_SOURCE DOCUMENT_:
-- -- --

Obviously designed as a studio epic from the get-go, this is a large scale production with a message (as large productions usually go), this one primarily being anti-war. It takes an hour though, only half way, for the director, King Vidor, to establish his characters, and that begins to feel like quite a slog before he gets to the war itself. And there it feels as if he gets his feet under him as it's there that the two sequences this work is known for take place. Those sequences are indeed impressive, but feel stand alone compared to the rest of the work, which is maudlin at best.
Well done silent film from 1925. I've always found it difficult to watch these silent movies, but this one comes close to being top of the genre.
The best, GREATEST thrilling epic romance movie ever made!
I found it tough to rate this film, because the strength of its WWI action footage is offset by a weak build-up and silly romance. The film is commendable in showing us the horrors of war in a dramatic hellscape, but at 151 minutes, it's far too long, and would have been better if the 90 minute build-up had been edited down.
It's to great fanfare that a rich young American (John Gilbert) enlists, and it is nice that the film (eventually) contrasts this tone of those scenes to the reality of war, since this is precisely the disillusionment the world went through. He befriends a couple of blue collar guys (Karl Dane and Tom O'Brien), and oddly enough, there's very little concept of military command early on. The men go to France, get settled into a village, and after inexplicably shoveling a manure pile the first night, they're free to carouse about and hit on the local women, one of whom is Renee Adoree. The film moves at a snail's pace, with drawn out scenes and gags that aren't funny, culminating in a highly melodramatic goodbye scene with Adoree when the men are finally called up to the front.

-- -- --

_TASKS AND EXERCISES_:
1. Update the part of the film reviews that opens with the words containing "Well done silent" and closes with "been edited down.", putting "love story" in place of "romance".
2. For each statement, say whether the film reviews support it, and quote the words that decide it: (a) one review gives the film's running time as 151 minutes; (b) one review dates the film to 1927; (c) one review names King Vidor as the director.
None of the lines are needed here.

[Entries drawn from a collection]
-- -- --

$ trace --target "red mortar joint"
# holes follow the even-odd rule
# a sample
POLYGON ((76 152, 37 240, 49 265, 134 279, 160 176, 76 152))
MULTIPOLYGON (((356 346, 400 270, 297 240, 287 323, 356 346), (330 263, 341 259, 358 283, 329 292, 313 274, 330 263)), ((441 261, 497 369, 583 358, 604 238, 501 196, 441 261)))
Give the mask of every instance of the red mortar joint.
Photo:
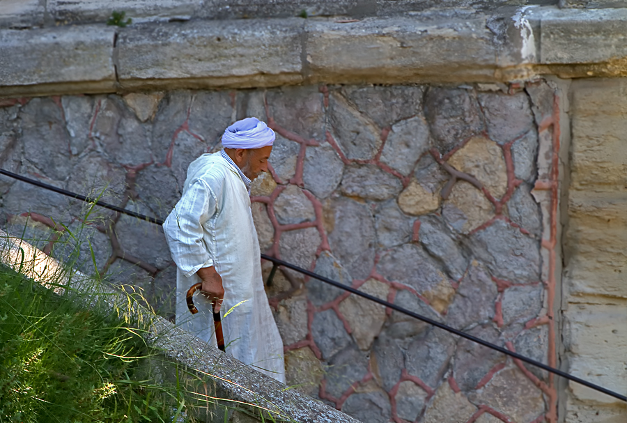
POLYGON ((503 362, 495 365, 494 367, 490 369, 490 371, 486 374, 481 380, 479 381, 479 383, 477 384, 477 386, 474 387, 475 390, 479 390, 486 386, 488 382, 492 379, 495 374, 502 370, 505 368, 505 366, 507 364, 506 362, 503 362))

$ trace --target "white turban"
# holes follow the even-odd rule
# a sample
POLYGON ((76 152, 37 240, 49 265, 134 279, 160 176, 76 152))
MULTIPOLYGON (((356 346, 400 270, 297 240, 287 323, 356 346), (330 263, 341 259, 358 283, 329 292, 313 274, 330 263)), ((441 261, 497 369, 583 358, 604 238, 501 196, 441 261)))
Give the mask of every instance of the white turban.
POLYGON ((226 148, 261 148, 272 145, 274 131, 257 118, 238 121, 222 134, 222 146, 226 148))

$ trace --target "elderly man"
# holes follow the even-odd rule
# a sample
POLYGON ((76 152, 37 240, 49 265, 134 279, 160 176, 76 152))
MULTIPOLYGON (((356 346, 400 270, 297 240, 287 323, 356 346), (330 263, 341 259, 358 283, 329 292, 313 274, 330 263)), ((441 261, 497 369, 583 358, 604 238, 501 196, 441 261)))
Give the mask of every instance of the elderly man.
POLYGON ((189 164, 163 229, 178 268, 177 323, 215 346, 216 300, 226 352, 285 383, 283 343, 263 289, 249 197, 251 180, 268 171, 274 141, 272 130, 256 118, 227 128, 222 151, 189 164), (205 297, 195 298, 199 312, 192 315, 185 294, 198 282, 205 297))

-- -- --

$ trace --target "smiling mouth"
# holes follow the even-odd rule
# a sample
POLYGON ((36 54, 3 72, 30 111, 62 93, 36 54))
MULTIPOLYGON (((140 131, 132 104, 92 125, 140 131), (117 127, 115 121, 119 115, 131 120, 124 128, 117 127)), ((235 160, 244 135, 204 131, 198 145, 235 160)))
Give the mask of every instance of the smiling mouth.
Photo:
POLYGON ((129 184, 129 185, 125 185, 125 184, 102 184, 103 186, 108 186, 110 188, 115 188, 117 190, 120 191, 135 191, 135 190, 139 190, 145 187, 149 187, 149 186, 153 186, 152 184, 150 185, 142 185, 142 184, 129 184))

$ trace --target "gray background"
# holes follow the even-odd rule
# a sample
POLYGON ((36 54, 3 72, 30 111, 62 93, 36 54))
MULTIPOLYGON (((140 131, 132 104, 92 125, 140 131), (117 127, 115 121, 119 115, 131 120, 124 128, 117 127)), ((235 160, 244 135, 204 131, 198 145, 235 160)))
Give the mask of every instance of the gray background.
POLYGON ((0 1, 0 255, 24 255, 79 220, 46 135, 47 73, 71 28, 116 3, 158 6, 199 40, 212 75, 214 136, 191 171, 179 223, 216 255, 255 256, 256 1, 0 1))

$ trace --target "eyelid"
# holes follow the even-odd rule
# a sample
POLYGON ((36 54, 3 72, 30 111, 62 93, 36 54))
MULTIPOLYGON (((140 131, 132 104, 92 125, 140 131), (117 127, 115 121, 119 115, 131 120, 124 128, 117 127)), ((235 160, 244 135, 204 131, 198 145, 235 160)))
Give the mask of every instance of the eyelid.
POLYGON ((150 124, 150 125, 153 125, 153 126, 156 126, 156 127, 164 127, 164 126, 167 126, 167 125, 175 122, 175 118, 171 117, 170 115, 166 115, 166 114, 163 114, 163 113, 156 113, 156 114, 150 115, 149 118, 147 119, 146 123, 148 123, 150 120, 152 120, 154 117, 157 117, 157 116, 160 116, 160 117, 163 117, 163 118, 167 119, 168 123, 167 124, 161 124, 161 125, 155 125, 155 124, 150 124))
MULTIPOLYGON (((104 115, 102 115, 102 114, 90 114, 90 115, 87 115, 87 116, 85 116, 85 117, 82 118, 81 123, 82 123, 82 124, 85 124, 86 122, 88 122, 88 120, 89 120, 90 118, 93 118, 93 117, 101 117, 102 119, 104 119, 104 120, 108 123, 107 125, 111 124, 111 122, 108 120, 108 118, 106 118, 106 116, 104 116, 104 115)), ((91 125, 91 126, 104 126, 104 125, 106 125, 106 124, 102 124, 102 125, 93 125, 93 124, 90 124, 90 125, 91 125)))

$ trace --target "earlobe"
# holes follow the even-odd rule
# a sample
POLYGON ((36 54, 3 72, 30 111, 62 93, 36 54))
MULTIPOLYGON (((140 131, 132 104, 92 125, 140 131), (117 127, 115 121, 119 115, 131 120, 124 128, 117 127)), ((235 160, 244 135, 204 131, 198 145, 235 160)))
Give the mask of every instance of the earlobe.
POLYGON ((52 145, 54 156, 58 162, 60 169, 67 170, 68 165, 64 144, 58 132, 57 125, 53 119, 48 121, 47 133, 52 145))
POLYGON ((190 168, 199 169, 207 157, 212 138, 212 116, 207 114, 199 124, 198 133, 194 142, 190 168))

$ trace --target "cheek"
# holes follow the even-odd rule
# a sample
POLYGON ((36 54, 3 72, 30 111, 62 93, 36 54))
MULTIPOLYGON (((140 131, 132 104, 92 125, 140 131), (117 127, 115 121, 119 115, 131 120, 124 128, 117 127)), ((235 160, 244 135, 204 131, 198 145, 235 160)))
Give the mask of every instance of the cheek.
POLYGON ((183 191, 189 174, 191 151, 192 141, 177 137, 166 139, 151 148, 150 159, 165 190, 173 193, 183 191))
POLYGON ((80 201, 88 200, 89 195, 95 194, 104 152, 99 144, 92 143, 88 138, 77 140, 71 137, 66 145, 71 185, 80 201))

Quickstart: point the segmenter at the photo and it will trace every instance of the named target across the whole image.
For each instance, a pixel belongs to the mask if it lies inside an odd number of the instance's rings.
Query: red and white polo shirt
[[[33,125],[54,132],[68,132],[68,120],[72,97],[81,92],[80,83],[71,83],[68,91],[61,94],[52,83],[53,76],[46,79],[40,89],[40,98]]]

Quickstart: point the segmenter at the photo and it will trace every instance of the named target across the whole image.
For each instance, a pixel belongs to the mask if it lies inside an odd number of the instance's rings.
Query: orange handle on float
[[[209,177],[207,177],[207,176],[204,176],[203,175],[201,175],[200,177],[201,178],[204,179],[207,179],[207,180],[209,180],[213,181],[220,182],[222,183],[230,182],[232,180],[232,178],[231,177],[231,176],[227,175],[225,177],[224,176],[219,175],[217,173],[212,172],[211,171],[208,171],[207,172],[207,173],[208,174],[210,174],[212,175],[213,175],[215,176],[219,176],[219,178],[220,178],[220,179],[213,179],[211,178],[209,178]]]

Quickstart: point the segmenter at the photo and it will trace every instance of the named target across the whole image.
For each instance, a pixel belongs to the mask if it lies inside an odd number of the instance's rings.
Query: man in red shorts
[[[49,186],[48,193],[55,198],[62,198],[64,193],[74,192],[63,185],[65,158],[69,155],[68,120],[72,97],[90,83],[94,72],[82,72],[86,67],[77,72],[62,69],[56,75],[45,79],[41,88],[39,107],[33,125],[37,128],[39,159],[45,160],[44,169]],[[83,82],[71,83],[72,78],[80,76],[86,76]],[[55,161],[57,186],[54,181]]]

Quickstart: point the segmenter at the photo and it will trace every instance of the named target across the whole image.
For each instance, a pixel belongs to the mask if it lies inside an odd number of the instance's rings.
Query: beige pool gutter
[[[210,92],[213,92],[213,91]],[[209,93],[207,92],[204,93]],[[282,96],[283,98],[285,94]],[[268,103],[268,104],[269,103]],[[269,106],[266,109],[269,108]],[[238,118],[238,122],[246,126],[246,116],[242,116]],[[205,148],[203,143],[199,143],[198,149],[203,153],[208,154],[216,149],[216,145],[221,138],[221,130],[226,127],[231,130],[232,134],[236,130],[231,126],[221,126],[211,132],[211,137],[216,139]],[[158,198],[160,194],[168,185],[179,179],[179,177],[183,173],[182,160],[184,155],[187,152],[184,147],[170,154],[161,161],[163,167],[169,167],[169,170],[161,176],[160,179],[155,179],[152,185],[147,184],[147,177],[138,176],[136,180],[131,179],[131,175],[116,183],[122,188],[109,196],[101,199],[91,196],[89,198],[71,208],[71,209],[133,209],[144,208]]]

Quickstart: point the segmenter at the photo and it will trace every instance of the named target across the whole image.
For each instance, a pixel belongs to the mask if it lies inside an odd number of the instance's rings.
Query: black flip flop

-- -- --

_THE ANSWERS_:
1.
Well done silent film from 1925. I've always found it difficult to watch these silent movies, but this one comes close to being top of the genre.
The best, GREATEST thrilling epic love story movie ever made!
I found it tough to rate this film, because the strength of its WWI action footage is offset by a weak build-up and silly love story. The film is commendable in showing us the horrors of war in a dramatic hellscape, but at 151 minutes, it's far too long, and would have been better if the 90 minute build-up had been edited down.

2.
(a) Yes: "at 151 minutes, it's far too long"
(b) No: "Well done silent film from 1925."
(c) Yes: "the director, King Vidor"